Assignment:
Output each of the entries exactly, skipping every picture they contain.

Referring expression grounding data
◆ ◆ ◆ ◆ ◆ ◆ ◆

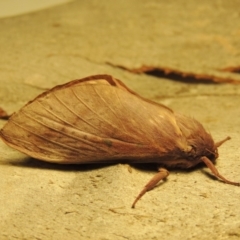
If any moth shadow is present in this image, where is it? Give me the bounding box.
[130,162,207,174]
[9,157,216,180]
[200,168,218,181]
[9,157,115,172]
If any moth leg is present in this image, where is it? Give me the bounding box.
[131,168,169,208]
[201,156,240,186]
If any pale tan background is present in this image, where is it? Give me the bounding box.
[0,1,240,240]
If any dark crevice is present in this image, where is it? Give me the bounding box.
[144,69,219,84]
[221,66,240,74]
[0,108,10,120]
[106,62,240,84]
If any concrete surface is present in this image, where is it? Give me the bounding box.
[0,1,240,240]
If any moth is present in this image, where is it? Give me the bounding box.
[0,74,239,208]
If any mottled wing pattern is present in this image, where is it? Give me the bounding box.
[0,75,182,163]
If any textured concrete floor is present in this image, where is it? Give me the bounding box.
[0,1,240,240]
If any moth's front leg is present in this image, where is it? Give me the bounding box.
[131,167,169,208]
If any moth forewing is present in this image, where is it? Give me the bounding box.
[0,76,180,163]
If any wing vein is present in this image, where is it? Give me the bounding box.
[21,110,109,153]
[71,87,129,136]
[52,91,100,132]
[8,117,88,155]
[92,86,127,131]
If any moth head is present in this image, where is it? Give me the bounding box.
[174,116,238,185]
[186,131,231,162]
[174,113,229,168]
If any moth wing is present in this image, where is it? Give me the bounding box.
[0,75,182,163]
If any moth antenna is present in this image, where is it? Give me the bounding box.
[201,156,240,186]
[215,136,231,148]
[205,148,215,155]
[131,168,169,208]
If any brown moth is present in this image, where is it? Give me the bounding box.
[0,74,239,208]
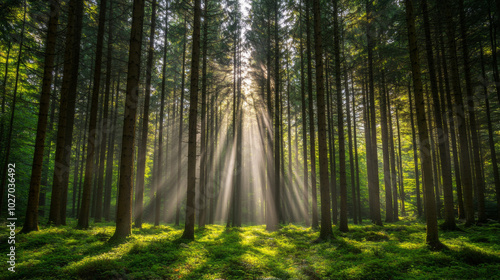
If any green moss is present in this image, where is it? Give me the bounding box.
[0,219,499,279]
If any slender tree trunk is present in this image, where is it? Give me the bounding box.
[441,0,475,226]
[109,0,145,241]
[104,74,120,221]
[387,90,398,221]
[45,0,73,225]
[352,76,362,223]
[181,0,202,240]
[156,2,169,226]
[286,49,293,224]
[408,83,421,217]
[332,0,347,233]
[176,16,188,227]
[314,0,334,239]
[420,0,456,229]
[306,0,318,229]
[362,78,372,220]
[40,74,59,218]
[458,0,486,223]
[77,0,107,229]
[21,0,59,233]
[345,69,357,224]
[274,0,282,226]
[95,0,114,223]
[479,42,500,221]
[299,0,309,226]
[0,41,11,150]
[405,0,442,250]
[77,64,93,218]
[437,20,464,219]
[134,0,156,229]
[396,108,405,216]
[379,67,394,223]
[326,57,337,225]
[198,0,208,229]
[60,15,84,225]
[366,0,382,226]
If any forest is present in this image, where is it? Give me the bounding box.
[0,0,500,278]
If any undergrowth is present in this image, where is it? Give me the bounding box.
[0,218,499,279]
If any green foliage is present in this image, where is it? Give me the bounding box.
[1,219,499,279]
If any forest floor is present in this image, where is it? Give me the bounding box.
[0,218,499,279]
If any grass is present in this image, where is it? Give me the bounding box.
[0,218,499,279]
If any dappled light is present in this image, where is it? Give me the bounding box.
[2,0,500,278]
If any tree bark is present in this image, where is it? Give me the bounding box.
[405,0,442,250]
[458,0,486,223]
[134,0,156,229]
[95,0,114,223]
[379,67,393,223]
[306,0,318,229]
[77,0,107,229]
[298,0,309,226]
[366,0,382,226]
[314,0,334,239]
[181,0,202,240]
[21,0,59,233]
[441,0,475,226]
[420,0,456,229]
[109,0,145,241]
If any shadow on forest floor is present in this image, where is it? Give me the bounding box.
[0,218,499,279]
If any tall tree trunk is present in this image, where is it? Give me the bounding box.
[333,0,347,233]
[157,2,169,226]
[352,76,362,223]
[77,0,107,229]
[236,42,243,227]
[299,0,309,226]
[198,0,208,228]
[405,0,442,250]
[408,82,421,217]
[109,0,145,241]
[95,0,114,223]
[426,86,442,219]
[47,0,81,225]
[0,41,11,150]
[345,69,357,224]
[306,0,318,229]
[396,108,405,216]
[0,40,12,213]
[387,90,398,221]
[362,78,372,221]
[134,0,156,229]
[181,0,202,240]
[379,67,394,223]
[441,0,475,226]
[40,72,59,218]
[458,0,486,223]
[45,0,72,225]
[21,0,59,233]
[326,56,337,225]
[420,0,456,229]
[274,0,282,226]
[175,16,188,227]
[366,0,382,226]
[437,20,464,219]
[286,49,293,224]
[479,42,500,221]
[104,74,120,221]
[77,65,93,218]
[314,0,334,239]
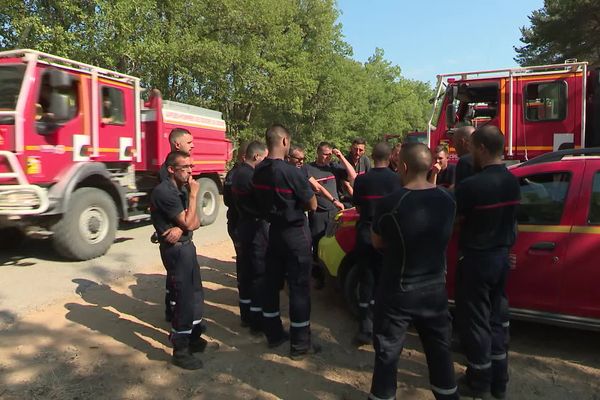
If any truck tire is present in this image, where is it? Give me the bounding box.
[343,261,361,318]
[52,187,117,261]
[0,227,25,251]
[196,178,220,226]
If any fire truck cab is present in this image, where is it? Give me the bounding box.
[0,49,231,260]
[426,61,600,161]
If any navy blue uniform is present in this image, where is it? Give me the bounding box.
[455,164,520,396]
[455,154,475,187]
[253,158,315,351]
[231,163,269,331]
[150,179,204,351]
[351,167,401,337]
[306,162,347,257]
[370,187,458,400]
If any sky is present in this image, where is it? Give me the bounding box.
[336,0,545,83]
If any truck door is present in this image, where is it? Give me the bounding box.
[560,160,600,320]
[509,161,583,312]
[516,73,581,159]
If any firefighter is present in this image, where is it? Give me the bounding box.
[252,124,320,358]
[223,141,250,326]
[351,142,401,346]
[231,141,269,334]
[150,150,206,370]
[388,143,402,173]
[451,125,476,187]
[339,137,371,205]
[156,128,195,323]
[287,144,341,204]
[454,125,519,399]
[306,142,356,287]
[428,144,456,188]
[369,142,458,400]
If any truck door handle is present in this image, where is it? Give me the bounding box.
[529,241,556,251]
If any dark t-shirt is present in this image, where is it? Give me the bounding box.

◆ ◆ ◆ ◆ ◆ ◆ ◆

Expected answer:
If any moth shadow is present in this image, where is it? Give me the bounding box.
[130,162,207,174]
[9,157,216,180]
[200,168,218,181]
[9,157,115,172]
If any moth leg is present in this image, where is it? Give me the bounding box.
[131,168,169,208]
[201,156,240,186]
If any pale tan background is present in this image, where is it? Give me the bounding box.
[0,1,240,240]
If any dark crevice is present in this image, where is it? Give me the bounding box.
[144,69,219,84]
[221,66,240,74]
[0,108,10,120]
[106,62,240,84]
If any concrete surface is present in this image, where is it? Give me the bounding box.
[0,1,240,240]
If any moth is present in this image, where is it? Give me the bounding box.
[0,74,239,208]
If any mottled wing pattern is present in this image, where is it? Give me the bounding box.
[0,75,182,163]
If any textured concrete floor is present in this image, where is it? Give me the bounding box.
[0,1,240,240]
If any moth's front leg is present in this image, where is it? Give me the bounding box.
[131,167,169,208]
If any moth forewing is present in this image, where is it? Give me the bounding box.
[0,76,180,163]
If any wing vein is present in this image, where is it? Give me the bounding box.
[21,110,109,153]
[71,87,129,136]
[52,91,100,132]
[8,117,88,155]
[92,86,127,131]
If any moth head is present in this image, where is it? Give me the bounding box.
[174,116,238,185]
[186,131,231,162]
[174,113,229,168]
If any moth wing is present in this image, where is it? Give me the bounding box.
[0,75,182,163]
If any moth antenna is present in this image, where is it? Give me the bounding box.
[201,156,240,186]
[215,136,231,148]
[205,148,215,155]
[131,168,169,208]
If any brown moth is present in this image, where is it? Give me the bounding box.
[0,74,239,208]
If any green moss is present in this image, where is it? Give me the bounding box.
[0,219,499,279]
If any slender tree trunk is present in this image, where is it? Give me the bounding box.
[441,0,475,226]
[109,0,145,241]
[104,74,120,221]
[387,90,398,221]
[45,0,73,225]
[352,76,362,223]
[181,0,202,240]
[156,2,169,226]
[286,49,293,224]
[408,83,421,217]
[332,0,347,233]
[176,16,188,227]
[314,0,334,239]
[420,0,456,229]
[306,0,318,229]
[362,78,372,220]
[40,74,59,218]
[458,0,486,223]
[77,0,107,229]
[21,0,59,233]
[345,69,357,224]
[274,0,282,226]
[95,0,114,223]
[479,42,500,221]
[299,0,309,226]
[0,41,11,150]
[405,0,442,250]
[77,64,93,218]
[437,20,464,219]
[134,0,156,229]
[396,108,405,216]
[379,67,394,223]
[326,57,337,225]
[198,0,208,229]
[60,15,84,225]
[366,0,382,226]
If any forest is present in this image, where is it? Give me the bounding box.
[0,0,500,278]
If any undergrowth is present in this image, where is it? Give me the bounding box.
[0,218,499,279]
If any green foliage is present in this image, where is it? Give me the bounding box.
[1,219,499,279]
If any forest floor is present in this image, where is it? Give me the bounding box.
[0,218,499,279]
If any grass is present in this image, where is it? Give me the bounding box.
[0,218,499,279]
If any dappled light is present in this image, where is it? Give me the bounding box.
[2,0,500,278]
If any tree bark is present in this image, where is it? Give me the bounding box.
[405,0,442,250]
[458,0,486,223]
[134,0,156,229]
[95,0,114,223]
[379,67,393,223]
[306,0,318,229]
[77,0,107,229]
[298,0,309,226]
[366,0,382,226]
[314,0,334,239]
[181,0,202,240]
[21,0,59,233]
[441,0,475,226]
[420,0,456,229]
[109,0,145,241]
If any shadow on forest floor is present in this image, where is it? Give me the bounding box.
[0,218,499,279]
If any tall tree trunk is present in this image, where is it? Give me the bounding box.
[333,0,347,233]
[157,2,169,226]
[352,76,362,223]
[77,0,107,229]
[236,42,243,227]
[299,0,309,226]
[198,0,208,228]
[405,0,442,250]
[408,82,421,217]
[109,0,145,241]
[95,0,114,223]
[426,86,442,219]
[47,0,81,225]
[0,41,11,150]
[345,69,357,224]
[306,0,318,229]
[396,108,405,216]
[0,40,12,213]
[387,90,398,221]
[362,78,372,221]
[134,0,156,229]
[181,0,202,240]
[379,67,394,223]
[441,0,475,226]
[40,72,59,218]
[458,0,486,223]
[45,0,72,225]
[21,0,59,233]
[326,56,337,225]
[420,0,456,229]
[274,0,282,226]
[175,16,188,227]
[366,0,382,226]
[437,20,464,219]
[286,49,293,224]
[479,42,500,221]
[104,74,120,221]
[77,65,93,218]
[314,0,334,239]
If any truck tire is present in this image, where is it? Give me the bounding box.
[343,261,361,318]
[52,187,117,261]
[0,227,25,251]
[196,178,220,226]
If any fire truck cab is present in this image, where is it? Give me the bounding box.
[0,49,231,260]
[426,61,600,161]
If any navy blue uniform is present in this image, where is it? Give me the bounding box.
[455,164,520,396]
[455,154,475,187]
[253,158,315,351]
[231,163,269,331]
[150,179,204,351]
[351,167,401,337]
[306,162,347,257]
[370,187,458,400]
If any sky is present in this image, where is it? Give me the bounding box.
[336,0,545,83]
If any truck door is present in this image, where is it? Give me the bounding box.
[560,160,600,320]
[509,161,583,312]
[516,73,581,159]
If any firefighter is present in this image, where is it? Give me the bounding box.
[252,124,320,358]
[223,141,250,326]
[351,142,401,346]
[231,141,269,334]
[150,150,206,370]
[388,143,402,173]
[451,125,476,187]
[339,137,371,205]
[156,128,195,323]
[287,144,341,204]
[454,125,519,399]
[306,142,356,287]
[428,144,456,188]
[369,142,458,400]
If any truck door handle is present in this image, where is it? Give me the bounding box.
[529,241,556,251]
If any dark t-shirt is present in this image, where is it? Give me the bounding box.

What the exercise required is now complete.